◆ **What the exercise asks**: Set down, word for word, the line with "Mark every instance of the tree" and the lines after it through the final line of the data below, without pictures.

(Extracted records)
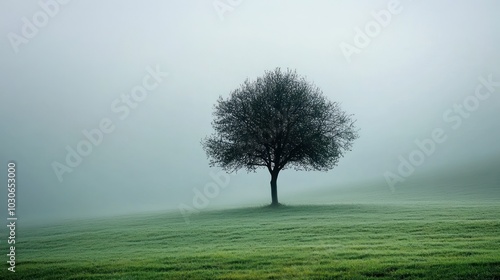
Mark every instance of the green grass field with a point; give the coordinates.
(344, 241)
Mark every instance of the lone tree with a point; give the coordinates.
(278, 121)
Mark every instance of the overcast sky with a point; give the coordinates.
(69, 67)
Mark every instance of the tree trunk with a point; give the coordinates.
(274, 189)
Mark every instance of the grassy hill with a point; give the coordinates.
(344, 241)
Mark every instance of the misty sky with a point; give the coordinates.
(73, 71)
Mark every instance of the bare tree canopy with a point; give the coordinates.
(278, 121)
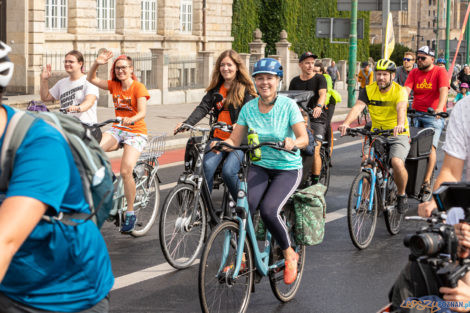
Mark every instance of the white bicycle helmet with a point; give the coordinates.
(6, 66)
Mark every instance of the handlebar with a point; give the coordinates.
(275, 145)
(365, 132)
(413, 113)
(219, 125)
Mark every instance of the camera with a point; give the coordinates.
(436, 245)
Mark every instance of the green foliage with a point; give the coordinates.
(298, 18)
(397, 54)
(244, 21)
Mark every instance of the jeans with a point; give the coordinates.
(430, 121)
(230, 168)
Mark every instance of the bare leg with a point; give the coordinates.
(400, 175)
(431, 164)
(128, 161)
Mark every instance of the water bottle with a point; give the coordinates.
(253, 140)
(379, 177)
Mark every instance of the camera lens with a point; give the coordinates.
(426, 244)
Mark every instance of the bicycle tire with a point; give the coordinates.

◆ **Answer box**:
Mark every instance of the tree trunk with a point; give the coordinates.
(274, 189)
Mark every instance of the grassy hill with a point; give the coordinates.
(344, 241)
Mark every instance of the misty sky with a point; give the coordinates.
(73, 71)
Mark every instance of the bare tree canopy with a point; give the coordinates.
(278, 121)
Mark every instance of the white bicycle helmet with a point; give the coordinates.
(6, 66)
Mark every instance of the handlebar with a point; give the coordinates.
(275, 145)
(365, 132)
(413, 113)
(219, 125)
Mark every instance of the camera with a point; give the coordinates.
(436, 245)
Mark every instance of the green foliage with a point; give the coordinates.
(298, 18)
(397, 54)
(244, 21)
Mark every instance of the jeans with a point; give the coordinates.
(430, 121)
(230, 168)
Mark every instance of the bare leg with a point; give the coordinates.
(400, 175)
(431, 164)
(128, 161)
Mark every instance of the water bottle with a point; give the coordinates.
(253, 140)
(379, 177)
Mark every instance of the camera lens with a point; give the coordinates.
(426, 244)
Mark every instance of the bicycle tire with a point; give the coordinates.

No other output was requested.